▸ Passage to read
◆ ◆ ◆ ◆ ◆

Let me try to consolidate the discussion.

1. We need to flush the metadata whenever we cause metadata changes due to
data changes. Mostly Append/Filesize change.
2. I don't know any operations where we perform "metadata operation" only
and we needed it to be "persisted"
Even if we can think/come up with some obscure cases of #2, majority of of
our use-case falls into #1.
So why not put force(true) all the time? What cases we may incur penalty?
If we pass true, then there is no debate on implementation/source.

What do you guys say?
JV

On Wed, May 10, 2017 at 4:42 PM, Sijie Guo <guosi...@gmail.com> wrote:

>
>
> On Thu, May 11, 2017 at 2:28 AM, Charan Reddy G <reddychara...@gmail.com>
> wrote:
>
>>  @JV and @Sijie I think Android java source is not the appropriate one to
>> look into. For FileChannelImpl we need to look into jdk code
>>
>> http://grepcode.com/file/repository.grepcode.com/java/root/
>> jdk/openjdk/8u40-b25/sun/nio/ch/FileChannelImpl.java#FileCh
>> annelImpl.force%28boolean%29
>>
>>
>>     public void force(boolean metaData) throws IOException {
>>         ensureOpen();
>>         int rv = -1;
>>         int ti = -1;
>>         try {
>>             begin();
>>             ti = threads.add();
>>             if (!isOpen())

◆ ◆ ◆ ◆ ◆

▸ Your tasks
a. In the thread, what kind of change does the first numbered point say mostly causes metadata changes from data changes?
b. Please reproduce everything in the thread from "Let me try to" down to "Mostly Append/Filesize change.".

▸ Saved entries
◆ ◆ ◆ ◆ ◆

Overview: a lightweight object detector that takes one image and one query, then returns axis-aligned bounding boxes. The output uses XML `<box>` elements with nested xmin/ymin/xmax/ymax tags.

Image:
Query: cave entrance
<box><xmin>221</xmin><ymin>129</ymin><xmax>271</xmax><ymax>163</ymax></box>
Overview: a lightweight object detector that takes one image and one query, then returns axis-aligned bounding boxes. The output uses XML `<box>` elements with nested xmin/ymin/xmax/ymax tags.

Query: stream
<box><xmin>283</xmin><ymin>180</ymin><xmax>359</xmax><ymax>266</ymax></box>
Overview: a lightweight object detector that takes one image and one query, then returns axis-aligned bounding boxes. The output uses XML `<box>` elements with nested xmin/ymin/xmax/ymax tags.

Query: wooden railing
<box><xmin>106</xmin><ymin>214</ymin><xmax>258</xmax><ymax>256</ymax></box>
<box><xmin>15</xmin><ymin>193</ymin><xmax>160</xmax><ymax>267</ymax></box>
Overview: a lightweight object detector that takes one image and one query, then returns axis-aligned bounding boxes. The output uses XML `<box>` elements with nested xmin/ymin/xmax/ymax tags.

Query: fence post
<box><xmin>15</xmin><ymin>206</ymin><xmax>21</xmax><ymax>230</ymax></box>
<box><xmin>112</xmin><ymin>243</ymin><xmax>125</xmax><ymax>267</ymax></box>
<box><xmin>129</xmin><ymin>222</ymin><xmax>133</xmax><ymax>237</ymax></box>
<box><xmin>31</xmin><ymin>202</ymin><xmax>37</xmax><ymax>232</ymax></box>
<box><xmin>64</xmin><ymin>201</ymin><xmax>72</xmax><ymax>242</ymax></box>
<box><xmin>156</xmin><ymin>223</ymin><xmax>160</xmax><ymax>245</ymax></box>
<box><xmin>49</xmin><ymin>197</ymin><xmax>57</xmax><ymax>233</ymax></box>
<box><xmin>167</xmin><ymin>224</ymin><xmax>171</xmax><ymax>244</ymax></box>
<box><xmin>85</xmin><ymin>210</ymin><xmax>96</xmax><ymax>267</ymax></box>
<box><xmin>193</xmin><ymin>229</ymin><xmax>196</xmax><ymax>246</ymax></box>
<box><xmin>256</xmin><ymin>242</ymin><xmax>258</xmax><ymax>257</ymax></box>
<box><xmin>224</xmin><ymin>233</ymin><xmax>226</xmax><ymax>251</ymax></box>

◆ ◆ ◆ ◆ ◆

▸ Expected answers
a. Append/Filesize change.

b.
Let me try to consolidate the discussion.

1. We need to flush the metadata whenever we cause metadata changes due to
data changes. Mostly Append/Filesize change.